* [What this task involves] Count the lines in the records below that contain the string "hair", treating uppercase and lowercase as different, and give only that number.

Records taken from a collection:
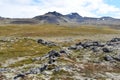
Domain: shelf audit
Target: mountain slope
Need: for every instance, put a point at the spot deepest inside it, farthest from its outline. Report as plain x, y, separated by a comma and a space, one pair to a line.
57, 18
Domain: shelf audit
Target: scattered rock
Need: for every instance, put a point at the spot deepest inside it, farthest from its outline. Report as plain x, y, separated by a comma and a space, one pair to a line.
46, 43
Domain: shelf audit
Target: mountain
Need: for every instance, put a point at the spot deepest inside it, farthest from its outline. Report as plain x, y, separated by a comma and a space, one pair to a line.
58, 18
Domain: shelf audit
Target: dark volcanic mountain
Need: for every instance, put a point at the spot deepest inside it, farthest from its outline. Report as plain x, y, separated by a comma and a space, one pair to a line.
57, 18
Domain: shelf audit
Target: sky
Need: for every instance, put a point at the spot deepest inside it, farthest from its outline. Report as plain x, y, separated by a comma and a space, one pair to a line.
87, 8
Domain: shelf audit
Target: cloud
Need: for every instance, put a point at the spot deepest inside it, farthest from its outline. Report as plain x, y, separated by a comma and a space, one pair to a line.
31, 8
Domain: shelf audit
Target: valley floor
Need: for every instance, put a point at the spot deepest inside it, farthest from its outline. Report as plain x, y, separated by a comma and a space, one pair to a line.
50, 52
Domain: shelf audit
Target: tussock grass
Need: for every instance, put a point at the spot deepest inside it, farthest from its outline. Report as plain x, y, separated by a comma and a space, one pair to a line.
53, 30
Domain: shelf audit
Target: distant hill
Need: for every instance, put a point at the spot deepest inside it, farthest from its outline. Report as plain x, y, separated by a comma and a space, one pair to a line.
60, 19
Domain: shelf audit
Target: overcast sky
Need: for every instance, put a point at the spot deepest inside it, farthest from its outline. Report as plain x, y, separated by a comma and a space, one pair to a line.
31, 8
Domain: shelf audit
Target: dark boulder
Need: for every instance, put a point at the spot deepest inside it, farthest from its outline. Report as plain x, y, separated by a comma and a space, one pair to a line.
19, 76
106, 50
53, 54
108, 58
115, 40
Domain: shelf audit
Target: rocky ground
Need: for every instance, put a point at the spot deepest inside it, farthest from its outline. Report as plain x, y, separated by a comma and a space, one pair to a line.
68, 59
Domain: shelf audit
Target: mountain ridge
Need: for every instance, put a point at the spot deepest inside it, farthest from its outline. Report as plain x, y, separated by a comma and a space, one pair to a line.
58, 18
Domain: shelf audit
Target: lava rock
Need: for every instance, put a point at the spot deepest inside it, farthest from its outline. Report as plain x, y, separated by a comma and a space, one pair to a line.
108, 58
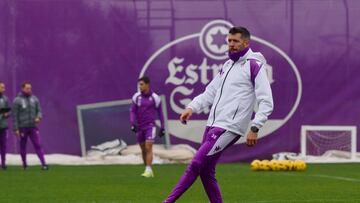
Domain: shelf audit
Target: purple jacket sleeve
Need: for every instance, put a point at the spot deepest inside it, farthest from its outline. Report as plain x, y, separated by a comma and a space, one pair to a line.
133, 111
161, 116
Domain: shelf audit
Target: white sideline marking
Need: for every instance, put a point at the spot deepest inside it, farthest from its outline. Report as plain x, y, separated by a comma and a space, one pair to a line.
327, 176
308, 200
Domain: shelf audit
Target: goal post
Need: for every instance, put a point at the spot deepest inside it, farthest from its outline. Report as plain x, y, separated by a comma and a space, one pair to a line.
319, 142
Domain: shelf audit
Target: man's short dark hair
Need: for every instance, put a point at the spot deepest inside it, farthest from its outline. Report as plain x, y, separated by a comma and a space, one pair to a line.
25, 83
145, 79
245, 34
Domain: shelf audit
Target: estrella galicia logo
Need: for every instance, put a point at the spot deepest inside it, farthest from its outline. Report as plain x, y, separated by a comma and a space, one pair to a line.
182, 68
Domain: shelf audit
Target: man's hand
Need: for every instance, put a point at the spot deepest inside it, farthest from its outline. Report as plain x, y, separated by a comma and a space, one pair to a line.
37, 120
185, 116
134, 128
251, 139
162, 132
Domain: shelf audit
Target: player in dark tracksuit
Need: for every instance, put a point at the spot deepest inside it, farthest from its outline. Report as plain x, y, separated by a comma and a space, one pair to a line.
4, 115
26, 116
146, 104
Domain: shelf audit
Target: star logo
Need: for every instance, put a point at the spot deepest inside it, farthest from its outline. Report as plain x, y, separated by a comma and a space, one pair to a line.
213, 39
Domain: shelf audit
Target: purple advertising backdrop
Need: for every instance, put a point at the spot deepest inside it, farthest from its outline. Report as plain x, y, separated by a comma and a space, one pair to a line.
86, 51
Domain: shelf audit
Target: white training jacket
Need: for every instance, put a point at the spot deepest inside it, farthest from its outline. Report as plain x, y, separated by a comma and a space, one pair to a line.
234, 92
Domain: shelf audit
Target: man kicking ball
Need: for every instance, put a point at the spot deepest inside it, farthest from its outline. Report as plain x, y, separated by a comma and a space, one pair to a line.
146, 104
233, 92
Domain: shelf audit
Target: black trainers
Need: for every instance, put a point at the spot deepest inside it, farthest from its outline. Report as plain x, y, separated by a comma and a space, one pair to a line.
45, 167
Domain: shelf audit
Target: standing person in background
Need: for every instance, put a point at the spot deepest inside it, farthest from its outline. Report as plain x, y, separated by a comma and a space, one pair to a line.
146, 104
27, 116
4, 115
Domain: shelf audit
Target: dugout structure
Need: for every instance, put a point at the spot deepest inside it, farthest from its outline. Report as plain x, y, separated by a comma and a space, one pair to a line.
106, 121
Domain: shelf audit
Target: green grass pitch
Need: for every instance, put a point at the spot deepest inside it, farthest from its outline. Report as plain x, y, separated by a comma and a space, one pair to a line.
122, 183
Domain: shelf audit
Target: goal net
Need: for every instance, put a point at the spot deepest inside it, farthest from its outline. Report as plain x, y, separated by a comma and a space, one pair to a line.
329, 144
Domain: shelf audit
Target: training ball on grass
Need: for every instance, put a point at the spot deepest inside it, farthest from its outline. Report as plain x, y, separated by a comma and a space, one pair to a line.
300, 165
265, 165
274, 165
255, 165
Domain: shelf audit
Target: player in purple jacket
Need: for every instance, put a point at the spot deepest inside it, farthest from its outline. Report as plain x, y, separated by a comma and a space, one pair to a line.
146, 104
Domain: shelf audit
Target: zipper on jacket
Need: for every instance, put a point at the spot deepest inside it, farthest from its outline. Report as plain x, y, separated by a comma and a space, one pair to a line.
235, 112
222, 86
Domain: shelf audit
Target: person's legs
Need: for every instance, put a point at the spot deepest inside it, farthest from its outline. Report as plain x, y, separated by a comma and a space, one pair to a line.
35, 139
3, 147
143, 152
23, 141
150, 137
207, 174
203, 163
150, 133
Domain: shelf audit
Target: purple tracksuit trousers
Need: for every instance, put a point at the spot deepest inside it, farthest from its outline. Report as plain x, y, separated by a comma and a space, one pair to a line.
215, 140
33, 134
3, 140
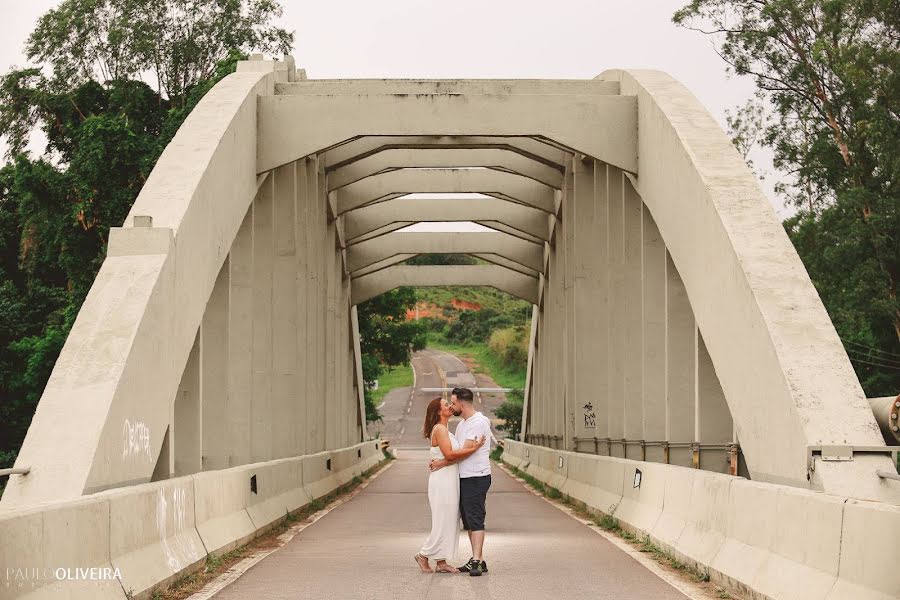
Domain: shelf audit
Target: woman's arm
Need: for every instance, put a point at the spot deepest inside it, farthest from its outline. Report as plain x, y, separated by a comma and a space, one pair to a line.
442, 436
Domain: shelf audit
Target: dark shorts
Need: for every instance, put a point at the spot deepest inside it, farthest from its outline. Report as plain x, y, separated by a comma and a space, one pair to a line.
472, 496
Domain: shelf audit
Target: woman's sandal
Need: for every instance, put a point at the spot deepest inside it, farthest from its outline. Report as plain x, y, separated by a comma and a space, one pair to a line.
446, 568
419, 560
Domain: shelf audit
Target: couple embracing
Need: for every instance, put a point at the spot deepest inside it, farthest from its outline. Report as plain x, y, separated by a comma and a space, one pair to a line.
458, 485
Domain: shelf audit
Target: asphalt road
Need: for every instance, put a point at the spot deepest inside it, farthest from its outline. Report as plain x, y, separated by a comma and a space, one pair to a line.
364, 550
403, 411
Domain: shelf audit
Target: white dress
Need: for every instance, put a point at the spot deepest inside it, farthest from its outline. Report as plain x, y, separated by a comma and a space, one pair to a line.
443, 497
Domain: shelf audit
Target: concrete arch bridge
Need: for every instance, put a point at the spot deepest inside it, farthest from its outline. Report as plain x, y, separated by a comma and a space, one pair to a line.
212, 379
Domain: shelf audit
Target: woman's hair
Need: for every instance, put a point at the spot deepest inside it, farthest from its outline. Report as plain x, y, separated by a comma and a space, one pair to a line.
432, 416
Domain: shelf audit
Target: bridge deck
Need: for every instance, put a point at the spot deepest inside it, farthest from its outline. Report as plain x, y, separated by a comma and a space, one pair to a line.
364, 549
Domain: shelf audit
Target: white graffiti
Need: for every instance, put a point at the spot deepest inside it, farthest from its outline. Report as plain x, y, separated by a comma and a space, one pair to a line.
136, 440
178, 545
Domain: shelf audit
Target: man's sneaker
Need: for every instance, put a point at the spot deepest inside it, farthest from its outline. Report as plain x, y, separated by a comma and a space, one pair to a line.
467, 568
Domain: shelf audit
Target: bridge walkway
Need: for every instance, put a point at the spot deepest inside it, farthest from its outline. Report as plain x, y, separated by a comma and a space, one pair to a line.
364, 549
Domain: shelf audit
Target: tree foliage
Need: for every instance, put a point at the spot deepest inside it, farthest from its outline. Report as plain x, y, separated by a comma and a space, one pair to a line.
826, 72
387, 339
105, 130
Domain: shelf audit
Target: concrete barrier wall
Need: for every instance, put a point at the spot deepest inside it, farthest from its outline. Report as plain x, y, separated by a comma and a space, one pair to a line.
767, 541
155, 533
36, 543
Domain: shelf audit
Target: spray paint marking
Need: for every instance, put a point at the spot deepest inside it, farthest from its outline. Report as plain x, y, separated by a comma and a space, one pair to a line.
180, 549
136, 439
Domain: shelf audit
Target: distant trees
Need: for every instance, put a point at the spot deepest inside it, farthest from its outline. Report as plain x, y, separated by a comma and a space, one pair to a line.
387, 339
827, 73
112, 82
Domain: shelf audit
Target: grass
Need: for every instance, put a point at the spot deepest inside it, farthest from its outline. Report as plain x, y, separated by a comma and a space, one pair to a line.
485, 361
217, 563
486, 297
391, 379
609, 523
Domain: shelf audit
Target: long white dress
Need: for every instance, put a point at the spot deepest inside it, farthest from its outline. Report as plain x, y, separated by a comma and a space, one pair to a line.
443, 497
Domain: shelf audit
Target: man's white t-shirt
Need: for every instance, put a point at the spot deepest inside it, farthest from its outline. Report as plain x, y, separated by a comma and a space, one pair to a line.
478, 464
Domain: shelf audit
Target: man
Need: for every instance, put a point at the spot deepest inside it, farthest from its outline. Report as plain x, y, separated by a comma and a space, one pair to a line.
474, 475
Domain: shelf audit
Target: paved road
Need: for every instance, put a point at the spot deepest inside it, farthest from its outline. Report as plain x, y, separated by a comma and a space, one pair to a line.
364, 549
403, 411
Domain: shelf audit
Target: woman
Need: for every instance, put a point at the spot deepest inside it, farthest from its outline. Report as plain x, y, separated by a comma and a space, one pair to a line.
443, 490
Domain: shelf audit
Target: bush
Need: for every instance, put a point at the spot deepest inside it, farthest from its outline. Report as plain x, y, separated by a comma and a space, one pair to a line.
510, 345
511, 413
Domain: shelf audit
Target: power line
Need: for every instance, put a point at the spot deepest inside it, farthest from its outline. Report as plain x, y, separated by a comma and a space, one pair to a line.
865, 356
880, 366
870, 348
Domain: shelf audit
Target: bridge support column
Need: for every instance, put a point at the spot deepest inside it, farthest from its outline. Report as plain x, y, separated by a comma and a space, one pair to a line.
261, 438
284, 315
556, 332
681, 368
618, 299
653, 264
332, 398
633, 313
300, 400
315, 416
214, 374
240, 336
187, 440
590, 305
714, 424
569, 318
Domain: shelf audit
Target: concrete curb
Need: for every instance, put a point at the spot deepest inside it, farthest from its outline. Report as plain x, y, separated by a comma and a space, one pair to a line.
768, 541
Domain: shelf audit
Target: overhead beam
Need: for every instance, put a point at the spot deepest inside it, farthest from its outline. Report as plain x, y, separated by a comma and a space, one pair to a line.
505, 87
293, 126
377, 216
360, 147
383, 264
509, 264
515, 284
503, 227
370, 252
444, 159
449, 181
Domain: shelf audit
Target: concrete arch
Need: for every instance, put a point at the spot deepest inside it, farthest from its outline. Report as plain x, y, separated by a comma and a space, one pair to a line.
749, 293
756, 328
387, 160
598, 125
121, 364
449, 181
363, 146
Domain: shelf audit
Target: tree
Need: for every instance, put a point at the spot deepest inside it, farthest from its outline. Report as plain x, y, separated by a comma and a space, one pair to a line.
387, 339
511, 413
105, 129
828, 71
177, 42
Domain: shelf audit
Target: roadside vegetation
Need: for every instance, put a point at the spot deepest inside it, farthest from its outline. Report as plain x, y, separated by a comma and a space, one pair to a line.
108, 84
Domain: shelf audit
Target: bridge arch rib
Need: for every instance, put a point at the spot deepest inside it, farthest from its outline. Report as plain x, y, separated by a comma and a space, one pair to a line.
232, 286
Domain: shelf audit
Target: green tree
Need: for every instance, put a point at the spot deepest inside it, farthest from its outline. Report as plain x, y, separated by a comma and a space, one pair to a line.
511, 413
829, 73
105, 129
387, 339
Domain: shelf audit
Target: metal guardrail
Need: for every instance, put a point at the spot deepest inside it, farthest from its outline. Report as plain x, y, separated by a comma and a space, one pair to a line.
14, 471
481, 390
886, 475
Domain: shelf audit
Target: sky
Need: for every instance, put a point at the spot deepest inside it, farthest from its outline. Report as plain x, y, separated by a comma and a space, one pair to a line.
558, 39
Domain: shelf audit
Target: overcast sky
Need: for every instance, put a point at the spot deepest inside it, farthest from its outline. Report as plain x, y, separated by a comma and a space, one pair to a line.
484, 38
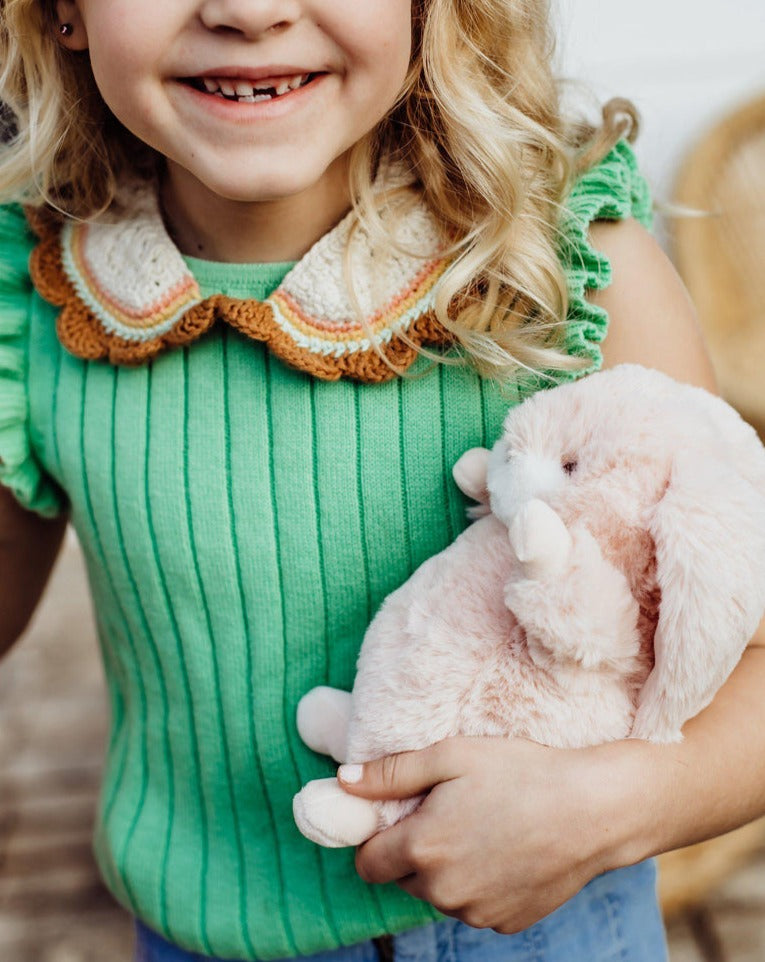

* [Complete response] 2